◆ WHAT THIS TASK INVOLVES: Begin at the line containing "Where can the door" and end at the final line of the entries. Please reproduce those lines exactly.

◆ INFORMATION GIVEN:
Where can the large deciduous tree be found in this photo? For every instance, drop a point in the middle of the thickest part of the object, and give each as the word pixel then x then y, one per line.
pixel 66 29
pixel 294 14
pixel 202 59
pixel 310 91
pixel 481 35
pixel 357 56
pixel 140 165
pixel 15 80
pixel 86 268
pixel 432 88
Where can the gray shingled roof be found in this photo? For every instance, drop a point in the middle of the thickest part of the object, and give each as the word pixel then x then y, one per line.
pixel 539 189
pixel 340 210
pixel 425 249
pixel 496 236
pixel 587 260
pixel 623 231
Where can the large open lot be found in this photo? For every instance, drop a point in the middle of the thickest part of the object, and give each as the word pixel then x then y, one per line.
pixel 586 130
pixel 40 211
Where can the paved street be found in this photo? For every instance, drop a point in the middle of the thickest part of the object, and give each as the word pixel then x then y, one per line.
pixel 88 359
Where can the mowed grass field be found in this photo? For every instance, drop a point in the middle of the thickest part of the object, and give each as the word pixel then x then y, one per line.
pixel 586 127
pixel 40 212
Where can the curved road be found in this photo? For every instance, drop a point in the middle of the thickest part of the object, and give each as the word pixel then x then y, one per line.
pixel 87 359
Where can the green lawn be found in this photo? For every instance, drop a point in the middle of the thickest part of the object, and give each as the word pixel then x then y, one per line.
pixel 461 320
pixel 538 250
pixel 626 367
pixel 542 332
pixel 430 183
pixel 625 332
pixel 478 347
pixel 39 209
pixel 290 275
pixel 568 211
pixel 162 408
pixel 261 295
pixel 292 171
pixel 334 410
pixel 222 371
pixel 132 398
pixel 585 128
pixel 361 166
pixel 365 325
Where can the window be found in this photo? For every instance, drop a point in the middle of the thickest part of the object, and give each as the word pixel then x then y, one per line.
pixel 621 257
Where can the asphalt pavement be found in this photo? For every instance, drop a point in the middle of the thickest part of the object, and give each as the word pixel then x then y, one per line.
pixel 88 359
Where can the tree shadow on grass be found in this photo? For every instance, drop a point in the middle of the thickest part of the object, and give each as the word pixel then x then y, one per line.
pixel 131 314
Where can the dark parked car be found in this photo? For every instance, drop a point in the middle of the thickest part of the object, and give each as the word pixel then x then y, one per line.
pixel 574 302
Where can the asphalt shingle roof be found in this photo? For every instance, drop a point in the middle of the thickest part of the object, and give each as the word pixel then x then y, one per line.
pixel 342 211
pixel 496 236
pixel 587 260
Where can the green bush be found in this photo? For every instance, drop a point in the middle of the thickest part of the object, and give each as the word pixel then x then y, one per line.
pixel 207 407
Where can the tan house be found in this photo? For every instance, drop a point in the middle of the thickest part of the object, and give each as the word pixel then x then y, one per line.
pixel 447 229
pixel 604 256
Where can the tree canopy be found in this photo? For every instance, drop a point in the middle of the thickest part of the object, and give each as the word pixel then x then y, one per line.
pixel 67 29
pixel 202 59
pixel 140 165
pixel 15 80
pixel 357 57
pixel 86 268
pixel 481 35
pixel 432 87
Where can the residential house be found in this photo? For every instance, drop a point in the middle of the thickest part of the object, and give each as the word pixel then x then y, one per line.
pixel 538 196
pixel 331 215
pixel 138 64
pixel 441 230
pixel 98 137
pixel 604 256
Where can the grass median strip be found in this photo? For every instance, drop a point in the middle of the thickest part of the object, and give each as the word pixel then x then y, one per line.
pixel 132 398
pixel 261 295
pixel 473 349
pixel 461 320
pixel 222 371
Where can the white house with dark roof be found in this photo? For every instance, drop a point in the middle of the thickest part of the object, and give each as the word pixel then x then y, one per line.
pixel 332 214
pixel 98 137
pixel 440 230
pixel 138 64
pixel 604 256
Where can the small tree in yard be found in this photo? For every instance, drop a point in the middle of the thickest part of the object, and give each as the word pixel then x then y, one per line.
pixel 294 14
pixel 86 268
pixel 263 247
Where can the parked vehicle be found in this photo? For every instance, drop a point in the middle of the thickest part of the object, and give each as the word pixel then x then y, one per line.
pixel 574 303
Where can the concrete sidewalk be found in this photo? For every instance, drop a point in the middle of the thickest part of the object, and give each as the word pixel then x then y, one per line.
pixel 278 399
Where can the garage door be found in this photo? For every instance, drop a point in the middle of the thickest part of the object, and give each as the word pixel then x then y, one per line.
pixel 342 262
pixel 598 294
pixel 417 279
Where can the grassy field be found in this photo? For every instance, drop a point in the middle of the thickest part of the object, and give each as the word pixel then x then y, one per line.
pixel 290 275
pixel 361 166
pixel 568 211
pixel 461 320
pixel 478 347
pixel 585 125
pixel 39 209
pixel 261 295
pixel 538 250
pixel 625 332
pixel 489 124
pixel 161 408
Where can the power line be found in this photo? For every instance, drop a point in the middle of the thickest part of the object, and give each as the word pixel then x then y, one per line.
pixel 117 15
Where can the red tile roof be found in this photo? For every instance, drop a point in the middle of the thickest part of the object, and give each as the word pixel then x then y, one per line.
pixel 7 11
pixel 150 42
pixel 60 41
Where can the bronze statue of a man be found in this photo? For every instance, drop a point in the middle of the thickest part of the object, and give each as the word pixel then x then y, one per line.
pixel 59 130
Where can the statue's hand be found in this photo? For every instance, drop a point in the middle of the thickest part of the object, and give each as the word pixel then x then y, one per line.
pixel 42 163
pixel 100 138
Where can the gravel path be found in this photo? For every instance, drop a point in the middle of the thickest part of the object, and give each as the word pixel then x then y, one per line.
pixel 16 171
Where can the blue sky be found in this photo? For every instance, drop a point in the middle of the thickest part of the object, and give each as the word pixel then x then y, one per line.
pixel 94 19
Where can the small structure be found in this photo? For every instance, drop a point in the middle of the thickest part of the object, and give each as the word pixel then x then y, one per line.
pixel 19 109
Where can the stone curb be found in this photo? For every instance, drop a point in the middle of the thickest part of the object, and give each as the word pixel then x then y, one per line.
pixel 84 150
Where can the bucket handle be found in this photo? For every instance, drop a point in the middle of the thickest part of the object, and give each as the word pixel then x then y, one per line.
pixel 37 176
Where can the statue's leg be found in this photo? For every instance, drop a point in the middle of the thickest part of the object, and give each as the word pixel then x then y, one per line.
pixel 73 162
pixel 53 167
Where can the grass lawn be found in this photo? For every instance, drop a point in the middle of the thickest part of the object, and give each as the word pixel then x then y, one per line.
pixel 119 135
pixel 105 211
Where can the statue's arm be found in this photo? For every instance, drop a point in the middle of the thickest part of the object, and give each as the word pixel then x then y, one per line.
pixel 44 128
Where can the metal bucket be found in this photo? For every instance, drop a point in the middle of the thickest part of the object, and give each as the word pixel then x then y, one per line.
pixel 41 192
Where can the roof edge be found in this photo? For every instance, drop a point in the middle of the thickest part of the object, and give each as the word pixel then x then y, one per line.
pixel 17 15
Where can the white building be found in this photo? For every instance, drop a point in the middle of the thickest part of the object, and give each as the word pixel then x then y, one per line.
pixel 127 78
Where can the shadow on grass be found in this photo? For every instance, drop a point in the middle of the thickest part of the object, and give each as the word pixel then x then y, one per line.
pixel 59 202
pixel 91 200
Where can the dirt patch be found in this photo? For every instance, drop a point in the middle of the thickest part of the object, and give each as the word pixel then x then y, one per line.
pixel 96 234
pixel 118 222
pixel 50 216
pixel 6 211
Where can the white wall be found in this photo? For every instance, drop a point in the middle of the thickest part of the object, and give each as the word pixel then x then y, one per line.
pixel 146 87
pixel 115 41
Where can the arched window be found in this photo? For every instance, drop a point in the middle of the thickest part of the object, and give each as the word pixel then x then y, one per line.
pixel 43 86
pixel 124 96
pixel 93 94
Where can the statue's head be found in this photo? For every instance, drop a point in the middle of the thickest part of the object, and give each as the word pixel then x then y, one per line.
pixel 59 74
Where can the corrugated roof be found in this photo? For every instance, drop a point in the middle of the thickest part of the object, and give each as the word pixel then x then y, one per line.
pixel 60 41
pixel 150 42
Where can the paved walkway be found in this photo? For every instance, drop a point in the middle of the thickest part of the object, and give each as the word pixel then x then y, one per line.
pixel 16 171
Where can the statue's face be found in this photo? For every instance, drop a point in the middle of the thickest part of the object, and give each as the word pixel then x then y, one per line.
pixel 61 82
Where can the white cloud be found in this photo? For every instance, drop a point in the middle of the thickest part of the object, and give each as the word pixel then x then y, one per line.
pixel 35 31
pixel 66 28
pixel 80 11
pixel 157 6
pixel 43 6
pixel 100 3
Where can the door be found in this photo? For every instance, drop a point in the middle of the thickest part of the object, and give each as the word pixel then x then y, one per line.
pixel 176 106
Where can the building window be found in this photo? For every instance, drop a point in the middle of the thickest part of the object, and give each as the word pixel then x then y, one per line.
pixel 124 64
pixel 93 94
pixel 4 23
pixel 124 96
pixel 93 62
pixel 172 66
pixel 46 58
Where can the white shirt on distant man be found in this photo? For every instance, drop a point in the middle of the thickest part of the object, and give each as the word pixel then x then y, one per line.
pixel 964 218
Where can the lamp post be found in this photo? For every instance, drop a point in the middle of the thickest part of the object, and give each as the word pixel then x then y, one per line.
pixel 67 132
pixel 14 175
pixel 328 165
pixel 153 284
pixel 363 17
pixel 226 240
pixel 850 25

◆ SOLUTION TO THIS TASK:
Where can the door be found in this photo? For every instance, drop a point in the middle of the thickest part of the object, and give each as the word pixel then x then y, one per line.
pixel 176 106
Where can the building window be found in this photo? For every instance, drop a point in the middle of the thickest part of the object, and give each as the word pixel then x then y, one per line.
pixel 124 64
pixel 93 94
pixel 4 23
pixel 124 96
pixel 93 62
pixel 172 66
pixel 46 58
Where can the white shirt on distant man be found in this photo? For every instance, drop a point in the middle of the thickest part of the object, and give each as the word pixel then x then y, one per line.
pixel 964 218
Where can the lamp post be found in this photo? For every instance, drop a point in the middle of the thickest part of the object, and give each as the word pixel then x then y, one per line.
pixel 67 132
pixel 14 175
pixel 328 165
pixel 153 284
pixel 363 17
pixel 226 240
pixel 850 25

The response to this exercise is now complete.